■ Selected extract ■
Add CLIP fine-tuning pipeline for logo recognition

Implement contrastive learning with LoRA to fine-tune CLIP's vision encoder on LogoDet-3K dataset for improved logo embedding similarity. New training module (training/): - config.py: TrainingConfig dataclass with all hyperparameters - dataset.py: LogoContrastiveDataset with logo-level splits - model.py: LogoFineTunedCLIP wrapper with LoRA support - losses.py: InfoNCE, TripletLoss, SupConLoss implementations - trainer.py: Training loop with mixed precision and checkpointing - evaluation.py: EmbeddingEvaluator for validation metrics New scripts: - train_clip_logo.py: Main training entry point - export_model.py: Export to HuggingFace-compatible format Configurations: - configs/jetson_orin.yaml: Optimized for Jetson Orin AGX - configs/cloud_rtx4090.yaml: Optimized for 24GB cloud GPUs - configs/cloud_a100.yaml: Optimized for 80GB cloud GPUs Documentation: - CLIP_FINETUNING.md: Training guide and usage instructions - CLOUD_TRAINING.md: Cloud GPU recommendations and cost estimates Modified: - logo_detection_detr.py: Add fine-tuned model loading support - pyproject.toml: Add peft, pyyaml, torchvision dependencies
2026-01-04 13:45:25 -05:00
parent 1551360028
commit 44e8b6ae7d
16 changed files with 3334 additions and 12 deletions
--- a/training/trainer.py
+++ b/training/trainer.py
@ -0,0 +1,405 @@
+"""
+Training loop with checkpointing, mixed precision, and evaluation.
+"""

■ Raw data ■
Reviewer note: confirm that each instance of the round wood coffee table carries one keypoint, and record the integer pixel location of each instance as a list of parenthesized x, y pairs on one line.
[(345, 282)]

■ Tasks to carry out ■
- A) The commit for the CLIP fine-tuning pipeline describes a new training module. List every file in that module.
- B) Write the next lines of the training/trainer.py diff in the CLIP logo fine-tuning commit, starting right after its module docstring.

■ In response ■
- A) config.py, dataset.py, model.py, losses.py, trainer.py, evaluation.py

- B)
+
+import json
+import logging
+import time
+from pathlib import Path
+from typing import Dict, Optional, Tuple
+
+import torch
+import torch.nn as nn
+from torch.optim import AdamW
+from torch.optim.lr_scheduler import CosineAnnealingWarmRestarts, OneCycleLR
+from torch.utils.data import DataLoader
+from tqdm import tqdm
+
+from .config import TrainingConfig
+from .losses import get_loss_function
+from .evaluation import EmbeddingEvaluator
+
+# Check if amp is available
+try:
+    from torch.cuda.amp import autocast, GradScaler
+    AMP_AVAILABLE = True
+except ImportError:
+    AMP_AVAILABLE = False
+    autocast = None
+    GradScaler = None
+
+
+class Trainer:
+    """
+    Trainer for fine-tuning CLIP on logo recognition.
+
+    Features:
+    - Mixed precision training (FP16)
+    - Gradient accumulation
+    - Gradient checkpointing (via model)
+    - Cosine annealing LR scheduler
+    - Early stopping
+    - Checkpoint saving/loading
+    - Evaluation during training
+    """
+
+    def __init__(
+        self,
+        model: nn.Module,
+        train_loader: DataLoader,
+        val_loader: DataLoader,
+        config: TrainingConfig,
+        logger: Optional[logging.Logger] = None,
+    ):
+        """
+        Initialize the trainer.
+
+        Args:
+            model: LogoFineTunedCLIP model
+            train_loader: Training dataloader
+            val_loader: Validation dataloader
+            config: Training configuration
+            logger: Optional logger instance
+        """
+        self.model = model
+        self.train_loader = train_loader
+        self.val_loader = val_loader
+        self.config = config
+        self.logger = logger or logging.getLogger(__name__)
+
+        # Device setup
+        self.device = torch.device(
+            "cuda" if torch.cuda.is_available() else "cpu"
+        )
+        self.model.to(self.device)
+        self.logger.info(f"Using device: {self.device}")
+
+        # Optimizer - only trainable parameters
+        trainable_params = [p for p in model.parameters() if p.requires_grad]
+        self.logger.info(f"Trainable parameters: {sum(p.numel() for p in trainable_params):,}")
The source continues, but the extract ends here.